**To-do list**
a) Answer these from the contract farming text:
(i) Which ministry came out with the draft Model Contract Farming Act, 2018?
(ii) In a few states, contract farming requires registration with which body?
(iii) Which party does the Act consider the weaker of the two entering into a contract?
b) Please format every line of the listing below as a Markdown table with the columns Row and Line, leaving out blank lines.

=== Text shown ===

Objectives of Contract Farming
Advantages of Contract Farming
Challenges/Limitations of Contract Farming
Way Forward

Introduction:

  • Contract farming can be defined as agricultural production carried out according to an agreement between a buyer and farmers, which establishes conditions for the production and marketing of a farm product or products. Typically, the farmer agrees to provide agreed quantities of a specific agricultural product.
  • To regulate contract farming in India, the Ministry of Agriculture came out with a draft Model Contract Farming Act, 2018. The draft Model Act seeks to create a regulatory and policy framework for contract farming. Based on this draft Model Act, legislatures of states can enact a law on contract farming.
  • Currently, contract farming in India requires registration with the Agricultural Produce Marketing Committee (APMC) in a few states. This means that contractual agreements are recorded with the APMCs which can also resolve disputes arising out of these contracts.
Salient features of the Model Contract Farming Act, 2018:

  1. The Act lays special emphasis on protecting the interests of the farmers, considering them as the weaker of the two parties entering into a contract.
  2. In addition to contract farming, services contract all along the value chain including pre-production, production and post-production have been included.
  3. “Registering and Agreement Recording Committee” or an “Officer” for the purpose at district/block/ taluka level for online registration of sponsor and recording of agreement is provided.

=== Task data ===

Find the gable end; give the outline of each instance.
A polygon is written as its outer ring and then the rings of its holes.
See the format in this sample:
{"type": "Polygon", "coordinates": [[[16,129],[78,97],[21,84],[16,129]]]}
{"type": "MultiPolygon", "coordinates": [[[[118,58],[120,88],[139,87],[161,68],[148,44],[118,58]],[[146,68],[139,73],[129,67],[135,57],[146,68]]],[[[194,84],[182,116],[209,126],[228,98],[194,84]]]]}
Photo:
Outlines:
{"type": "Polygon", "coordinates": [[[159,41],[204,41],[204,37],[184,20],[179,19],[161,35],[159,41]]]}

===

**Full solutions**
a)
(i) The Ministry of Agriculture
(ii) The Agricultural Produce Marketing Committee (APMC)
(iii) The farmers

b)
| Row | Line |
|---|---|
| 1 | Find the gable end; give the outline of each instance. |
| 2 | A polygon is written as its outer ring and then the rings of its holes. |
| 3 | See the format in this sample: |
| 4 | {"type": "Polygon", "coordinates": [[[16,129],[78,97],[21,84],[16,129]]]} |
| 5 | {"type": "MultiPolygon", "coordinates": [[[[118,58],[120,88],[139,87],[161,68],[148,44],[118,58]],[[146,68],[139,73],[129,67],[135,57],[146,68]]],[[[194,84],[182,116],[209,126],[228,98],[194,84]]]]} |
| 6 | Photo: |
| 7 | Outlines: |
| 8 | {"type": "Polygon", "coordinates": [[[159,41],[204,41],[204,37],[184,20],[179,19],[161,35],[159,41]]]} |